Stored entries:
---------------
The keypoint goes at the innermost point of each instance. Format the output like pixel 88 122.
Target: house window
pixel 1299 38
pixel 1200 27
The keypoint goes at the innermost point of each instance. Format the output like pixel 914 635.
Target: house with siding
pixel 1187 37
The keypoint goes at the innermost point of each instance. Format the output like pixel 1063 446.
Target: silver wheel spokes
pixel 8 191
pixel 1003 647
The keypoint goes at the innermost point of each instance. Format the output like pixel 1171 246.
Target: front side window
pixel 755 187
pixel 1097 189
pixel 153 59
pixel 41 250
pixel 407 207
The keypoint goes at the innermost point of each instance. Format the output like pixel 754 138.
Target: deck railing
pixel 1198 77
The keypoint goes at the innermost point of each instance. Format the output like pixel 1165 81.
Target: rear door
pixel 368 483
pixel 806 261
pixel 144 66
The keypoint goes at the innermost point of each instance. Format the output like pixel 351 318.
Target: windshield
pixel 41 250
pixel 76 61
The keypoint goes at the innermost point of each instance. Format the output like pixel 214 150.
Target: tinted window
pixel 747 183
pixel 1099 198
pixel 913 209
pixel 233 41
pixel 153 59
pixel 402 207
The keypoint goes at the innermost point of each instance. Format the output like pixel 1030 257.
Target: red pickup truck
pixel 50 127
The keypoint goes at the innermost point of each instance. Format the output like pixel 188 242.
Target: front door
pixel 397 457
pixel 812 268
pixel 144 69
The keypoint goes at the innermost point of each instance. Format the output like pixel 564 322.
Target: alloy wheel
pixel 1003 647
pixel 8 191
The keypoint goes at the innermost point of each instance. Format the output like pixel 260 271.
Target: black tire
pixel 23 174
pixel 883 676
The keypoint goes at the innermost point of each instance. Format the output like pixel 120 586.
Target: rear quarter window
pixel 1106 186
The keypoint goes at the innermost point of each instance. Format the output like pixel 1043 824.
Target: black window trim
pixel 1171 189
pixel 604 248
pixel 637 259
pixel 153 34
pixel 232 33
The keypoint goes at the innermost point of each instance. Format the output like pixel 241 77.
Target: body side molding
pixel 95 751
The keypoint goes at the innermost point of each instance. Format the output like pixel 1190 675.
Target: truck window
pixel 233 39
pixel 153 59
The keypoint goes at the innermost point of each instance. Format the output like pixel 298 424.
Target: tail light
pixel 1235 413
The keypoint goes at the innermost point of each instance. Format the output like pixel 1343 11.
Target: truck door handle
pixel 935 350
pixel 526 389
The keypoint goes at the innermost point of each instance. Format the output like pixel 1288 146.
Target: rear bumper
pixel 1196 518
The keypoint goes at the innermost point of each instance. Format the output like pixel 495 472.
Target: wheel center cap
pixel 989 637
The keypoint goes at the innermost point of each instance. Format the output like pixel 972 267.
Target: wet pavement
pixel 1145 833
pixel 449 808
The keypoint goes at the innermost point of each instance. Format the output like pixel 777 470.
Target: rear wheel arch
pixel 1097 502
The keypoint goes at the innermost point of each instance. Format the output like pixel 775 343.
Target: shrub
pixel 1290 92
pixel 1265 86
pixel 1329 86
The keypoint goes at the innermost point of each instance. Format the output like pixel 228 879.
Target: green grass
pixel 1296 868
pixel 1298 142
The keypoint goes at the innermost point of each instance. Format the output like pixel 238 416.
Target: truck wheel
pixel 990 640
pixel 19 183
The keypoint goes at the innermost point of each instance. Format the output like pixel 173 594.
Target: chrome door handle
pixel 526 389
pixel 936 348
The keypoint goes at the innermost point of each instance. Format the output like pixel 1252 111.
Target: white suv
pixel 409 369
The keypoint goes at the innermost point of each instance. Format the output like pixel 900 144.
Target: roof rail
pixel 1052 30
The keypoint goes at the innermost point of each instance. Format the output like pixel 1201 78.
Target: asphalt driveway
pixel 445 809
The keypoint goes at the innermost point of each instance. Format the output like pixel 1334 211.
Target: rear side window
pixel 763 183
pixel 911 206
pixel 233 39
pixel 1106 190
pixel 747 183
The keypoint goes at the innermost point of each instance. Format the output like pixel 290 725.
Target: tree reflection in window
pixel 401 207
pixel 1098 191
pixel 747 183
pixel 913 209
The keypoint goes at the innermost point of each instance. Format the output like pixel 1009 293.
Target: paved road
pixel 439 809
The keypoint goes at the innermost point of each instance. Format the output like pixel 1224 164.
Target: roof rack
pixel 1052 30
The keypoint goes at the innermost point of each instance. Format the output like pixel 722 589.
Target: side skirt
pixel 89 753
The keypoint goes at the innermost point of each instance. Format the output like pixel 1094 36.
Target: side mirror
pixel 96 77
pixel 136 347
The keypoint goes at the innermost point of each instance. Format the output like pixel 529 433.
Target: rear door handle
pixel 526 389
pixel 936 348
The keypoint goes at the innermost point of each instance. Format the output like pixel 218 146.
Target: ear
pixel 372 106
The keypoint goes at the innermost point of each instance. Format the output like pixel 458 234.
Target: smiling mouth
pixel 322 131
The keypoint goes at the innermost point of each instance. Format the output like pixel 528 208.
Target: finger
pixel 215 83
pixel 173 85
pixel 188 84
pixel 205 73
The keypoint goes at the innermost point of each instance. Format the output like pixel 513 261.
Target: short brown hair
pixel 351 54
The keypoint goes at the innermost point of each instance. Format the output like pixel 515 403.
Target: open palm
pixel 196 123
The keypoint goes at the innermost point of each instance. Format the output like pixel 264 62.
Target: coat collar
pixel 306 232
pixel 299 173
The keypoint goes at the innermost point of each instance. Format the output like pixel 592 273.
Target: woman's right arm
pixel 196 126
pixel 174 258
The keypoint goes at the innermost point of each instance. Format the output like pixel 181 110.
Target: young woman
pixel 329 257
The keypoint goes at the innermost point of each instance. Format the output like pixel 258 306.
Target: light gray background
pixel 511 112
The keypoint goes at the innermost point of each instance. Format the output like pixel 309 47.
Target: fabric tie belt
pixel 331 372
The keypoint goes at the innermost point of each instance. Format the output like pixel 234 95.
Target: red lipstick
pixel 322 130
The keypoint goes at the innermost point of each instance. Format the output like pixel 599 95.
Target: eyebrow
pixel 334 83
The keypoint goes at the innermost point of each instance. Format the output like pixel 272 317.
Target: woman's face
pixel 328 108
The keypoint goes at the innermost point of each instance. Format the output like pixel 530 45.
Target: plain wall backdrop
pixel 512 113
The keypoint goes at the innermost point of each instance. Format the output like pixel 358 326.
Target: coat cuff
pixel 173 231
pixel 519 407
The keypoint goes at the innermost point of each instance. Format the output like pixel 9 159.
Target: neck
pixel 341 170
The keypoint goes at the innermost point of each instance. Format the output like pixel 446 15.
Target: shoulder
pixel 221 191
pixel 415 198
---------------
**What is expected**. Please rewrite every line of the material, starting at the line that has "pixel 272 317." and stopping after the line that has "pixel 512 113". Rescale only the answer coordinates by multiplying them by 0.2 and rounding to whole numbers with halves going up, and leave every other number unchanged.

**Full solution**.
The keypoint goes at the innermost point of each instance. Format the output like pixel 272 317.
Target: woman's face
pixel 66 22
The keypoint goes at the innermost point of each instance. Format the output like pixel 530 45.
Target: plain wall backdrop
pixel 102 23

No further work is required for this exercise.